▸ **What is required**: Reproduce the lines of the material from its first line through the line containing "10 14 714 210", including both ends.

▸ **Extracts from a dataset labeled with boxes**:
────────

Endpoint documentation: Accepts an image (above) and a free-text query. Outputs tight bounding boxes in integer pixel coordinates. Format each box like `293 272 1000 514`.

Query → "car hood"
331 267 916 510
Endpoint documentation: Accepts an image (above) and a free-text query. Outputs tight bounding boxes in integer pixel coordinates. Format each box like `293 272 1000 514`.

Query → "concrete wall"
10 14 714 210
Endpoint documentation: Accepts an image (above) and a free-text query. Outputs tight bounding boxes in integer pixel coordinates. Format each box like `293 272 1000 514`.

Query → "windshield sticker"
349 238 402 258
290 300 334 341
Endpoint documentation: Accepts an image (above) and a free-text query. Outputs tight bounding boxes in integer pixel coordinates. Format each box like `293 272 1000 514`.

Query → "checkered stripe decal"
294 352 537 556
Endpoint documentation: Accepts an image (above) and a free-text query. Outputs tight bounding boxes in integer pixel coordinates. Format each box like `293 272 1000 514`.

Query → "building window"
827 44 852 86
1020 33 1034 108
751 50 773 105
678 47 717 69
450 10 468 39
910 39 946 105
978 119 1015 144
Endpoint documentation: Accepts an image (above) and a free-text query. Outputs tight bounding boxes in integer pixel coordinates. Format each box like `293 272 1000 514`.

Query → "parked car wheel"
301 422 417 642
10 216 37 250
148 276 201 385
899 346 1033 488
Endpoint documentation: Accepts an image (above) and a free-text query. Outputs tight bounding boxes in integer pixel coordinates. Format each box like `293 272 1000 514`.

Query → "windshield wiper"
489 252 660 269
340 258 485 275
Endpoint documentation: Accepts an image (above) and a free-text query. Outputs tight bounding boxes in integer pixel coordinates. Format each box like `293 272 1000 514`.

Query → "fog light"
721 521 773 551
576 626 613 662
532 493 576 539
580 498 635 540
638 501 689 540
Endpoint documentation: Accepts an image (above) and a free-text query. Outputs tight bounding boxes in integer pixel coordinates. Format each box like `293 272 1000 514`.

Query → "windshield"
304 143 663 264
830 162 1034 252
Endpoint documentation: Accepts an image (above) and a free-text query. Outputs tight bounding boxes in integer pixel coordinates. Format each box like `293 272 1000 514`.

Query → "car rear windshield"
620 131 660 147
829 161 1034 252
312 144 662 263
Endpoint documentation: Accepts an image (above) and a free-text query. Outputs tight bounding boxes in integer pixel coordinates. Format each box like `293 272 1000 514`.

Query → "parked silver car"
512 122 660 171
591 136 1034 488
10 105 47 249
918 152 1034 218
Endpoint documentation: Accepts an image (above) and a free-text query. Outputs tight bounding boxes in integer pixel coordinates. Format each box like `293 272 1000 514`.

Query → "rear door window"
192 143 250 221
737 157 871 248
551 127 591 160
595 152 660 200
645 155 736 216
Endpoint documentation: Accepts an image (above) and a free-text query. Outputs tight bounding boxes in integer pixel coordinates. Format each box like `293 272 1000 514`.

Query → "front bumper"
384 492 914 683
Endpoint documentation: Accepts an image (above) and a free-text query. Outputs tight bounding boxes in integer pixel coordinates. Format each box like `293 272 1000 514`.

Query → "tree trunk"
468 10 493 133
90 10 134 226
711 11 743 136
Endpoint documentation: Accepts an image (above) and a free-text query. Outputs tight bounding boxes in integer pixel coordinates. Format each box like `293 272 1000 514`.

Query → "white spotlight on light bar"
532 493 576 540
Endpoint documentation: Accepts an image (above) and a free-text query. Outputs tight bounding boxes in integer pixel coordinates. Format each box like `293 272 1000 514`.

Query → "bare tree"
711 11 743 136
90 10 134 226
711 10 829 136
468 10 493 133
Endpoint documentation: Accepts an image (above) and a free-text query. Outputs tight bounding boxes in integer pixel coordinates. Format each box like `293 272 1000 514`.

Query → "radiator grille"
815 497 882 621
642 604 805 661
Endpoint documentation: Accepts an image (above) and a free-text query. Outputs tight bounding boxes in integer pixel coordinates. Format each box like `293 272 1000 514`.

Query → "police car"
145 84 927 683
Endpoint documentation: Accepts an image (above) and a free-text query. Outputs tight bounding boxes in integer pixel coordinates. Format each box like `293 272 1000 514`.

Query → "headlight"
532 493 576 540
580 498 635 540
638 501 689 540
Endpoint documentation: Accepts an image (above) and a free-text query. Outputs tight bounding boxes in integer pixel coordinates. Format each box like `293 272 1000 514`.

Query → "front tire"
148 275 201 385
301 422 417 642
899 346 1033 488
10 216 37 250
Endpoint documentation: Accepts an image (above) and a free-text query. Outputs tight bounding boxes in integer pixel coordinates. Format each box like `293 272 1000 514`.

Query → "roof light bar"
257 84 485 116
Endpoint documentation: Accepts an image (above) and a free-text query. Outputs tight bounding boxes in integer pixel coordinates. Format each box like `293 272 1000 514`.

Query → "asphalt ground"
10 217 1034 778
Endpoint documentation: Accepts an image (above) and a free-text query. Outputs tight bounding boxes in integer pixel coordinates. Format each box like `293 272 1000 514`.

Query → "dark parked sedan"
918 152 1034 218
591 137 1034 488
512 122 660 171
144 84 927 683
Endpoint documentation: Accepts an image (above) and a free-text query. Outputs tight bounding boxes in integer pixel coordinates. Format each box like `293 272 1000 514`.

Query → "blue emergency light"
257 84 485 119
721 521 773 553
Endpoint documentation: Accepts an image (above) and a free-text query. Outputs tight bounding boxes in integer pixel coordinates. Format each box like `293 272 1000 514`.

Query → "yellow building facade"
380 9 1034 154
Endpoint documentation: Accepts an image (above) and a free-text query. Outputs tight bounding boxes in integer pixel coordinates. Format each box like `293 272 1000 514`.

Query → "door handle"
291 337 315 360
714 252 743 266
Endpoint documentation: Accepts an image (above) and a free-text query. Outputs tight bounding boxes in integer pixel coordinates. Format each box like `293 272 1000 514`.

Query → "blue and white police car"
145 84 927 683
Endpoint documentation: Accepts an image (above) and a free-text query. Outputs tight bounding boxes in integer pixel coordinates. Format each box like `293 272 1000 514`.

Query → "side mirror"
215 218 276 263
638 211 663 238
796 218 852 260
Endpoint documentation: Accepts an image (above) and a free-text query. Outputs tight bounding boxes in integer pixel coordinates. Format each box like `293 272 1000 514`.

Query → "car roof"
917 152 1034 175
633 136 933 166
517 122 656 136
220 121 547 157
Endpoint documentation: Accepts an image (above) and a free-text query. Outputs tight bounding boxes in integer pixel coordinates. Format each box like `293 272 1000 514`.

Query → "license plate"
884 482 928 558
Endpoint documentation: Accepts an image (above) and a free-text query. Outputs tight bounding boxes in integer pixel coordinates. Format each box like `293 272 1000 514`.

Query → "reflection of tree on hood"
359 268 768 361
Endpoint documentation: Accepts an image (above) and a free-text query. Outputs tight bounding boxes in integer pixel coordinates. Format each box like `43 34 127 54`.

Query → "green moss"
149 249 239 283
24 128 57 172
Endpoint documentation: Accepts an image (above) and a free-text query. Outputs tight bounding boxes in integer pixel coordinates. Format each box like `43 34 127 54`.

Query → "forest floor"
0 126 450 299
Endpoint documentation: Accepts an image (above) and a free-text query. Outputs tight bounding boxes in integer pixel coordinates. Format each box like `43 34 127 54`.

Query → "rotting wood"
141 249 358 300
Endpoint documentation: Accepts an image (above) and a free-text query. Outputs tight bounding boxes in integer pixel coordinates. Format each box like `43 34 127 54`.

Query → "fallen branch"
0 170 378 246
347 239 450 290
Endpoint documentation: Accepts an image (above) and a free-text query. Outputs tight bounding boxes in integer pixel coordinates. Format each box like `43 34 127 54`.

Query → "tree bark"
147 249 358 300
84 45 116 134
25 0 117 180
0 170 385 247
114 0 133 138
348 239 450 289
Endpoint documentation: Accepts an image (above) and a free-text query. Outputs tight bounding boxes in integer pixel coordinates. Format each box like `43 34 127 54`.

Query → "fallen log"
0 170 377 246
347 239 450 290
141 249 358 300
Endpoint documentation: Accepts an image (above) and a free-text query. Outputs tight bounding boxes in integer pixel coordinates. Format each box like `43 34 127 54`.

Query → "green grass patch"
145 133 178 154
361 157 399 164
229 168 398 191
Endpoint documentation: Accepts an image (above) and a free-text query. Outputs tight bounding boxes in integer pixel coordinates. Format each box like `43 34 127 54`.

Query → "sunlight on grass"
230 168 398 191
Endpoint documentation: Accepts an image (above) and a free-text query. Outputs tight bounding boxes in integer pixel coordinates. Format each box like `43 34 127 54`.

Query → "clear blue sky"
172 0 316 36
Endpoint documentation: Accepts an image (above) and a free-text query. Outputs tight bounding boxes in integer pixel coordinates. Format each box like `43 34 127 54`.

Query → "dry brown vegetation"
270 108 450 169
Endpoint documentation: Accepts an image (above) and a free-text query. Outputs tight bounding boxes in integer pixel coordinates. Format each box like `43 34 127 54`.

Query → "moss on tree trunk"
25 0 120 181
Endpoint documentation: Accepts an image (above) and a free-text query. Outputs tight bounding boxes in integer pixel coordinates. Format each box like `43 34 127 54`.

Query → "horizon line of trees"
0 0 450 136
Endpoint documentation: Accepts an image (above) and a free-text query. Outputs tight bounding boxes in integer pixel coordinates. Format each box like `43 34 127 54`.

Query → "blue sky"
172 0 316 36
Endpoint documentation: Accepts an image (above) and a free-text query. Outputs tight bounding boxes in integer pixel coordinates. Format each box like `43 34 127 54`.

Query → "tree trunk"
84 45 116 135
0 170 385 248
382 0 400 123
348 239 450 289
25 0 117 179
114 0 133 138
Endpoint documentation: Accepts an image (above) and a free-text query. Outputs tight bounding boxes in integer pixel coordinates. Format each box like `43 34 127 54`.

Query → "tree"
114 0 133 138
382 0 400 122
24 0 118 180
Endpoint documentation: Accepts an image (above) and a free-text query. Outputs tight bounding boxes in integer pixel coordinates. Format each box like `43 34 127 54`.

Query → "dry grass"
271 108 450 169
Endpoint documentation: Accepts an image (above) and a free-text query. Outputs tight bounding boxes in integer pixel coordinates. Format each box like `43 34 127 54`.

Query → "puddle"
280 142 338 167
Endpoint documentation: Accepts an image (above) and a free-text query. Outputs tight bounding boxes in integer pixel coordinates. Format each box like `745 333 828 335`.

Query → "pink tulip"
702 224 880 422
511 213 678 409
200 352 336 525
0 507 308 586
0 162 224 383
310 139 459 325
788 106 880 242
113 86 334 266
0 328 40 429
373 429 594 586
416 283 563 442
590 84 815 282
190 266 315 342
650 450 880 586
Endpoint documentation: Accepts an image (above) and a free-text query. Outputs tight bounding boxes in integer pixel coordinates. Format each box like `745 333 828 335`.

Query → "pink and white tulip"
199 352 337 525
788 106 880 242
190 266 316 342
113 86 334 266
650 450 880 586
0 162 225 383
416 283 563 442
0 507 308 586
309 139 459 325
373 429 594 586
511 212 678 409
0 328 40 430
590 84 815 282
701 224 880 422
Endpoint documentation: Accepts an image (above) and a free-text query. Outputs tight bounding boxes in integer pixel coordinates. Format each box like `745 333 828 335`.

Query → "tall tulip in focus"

────────

▸ **Result for this exercise**:
Endpoint documentation: Accepts an image (above) and a free-text query. Outputs tight bounding boxes in integer pixel coordinates. Format each box like `293 272 1000 514`.

Query → "car hood"
331 267 916 510
Endpoint documentation: Accepts an image (above) and a free-text query. Outputs tight bounding boxes in integer pixel coordinates. Format each box like `293 272 1000 514`.

Query → "concrete wall"
10 14 714 210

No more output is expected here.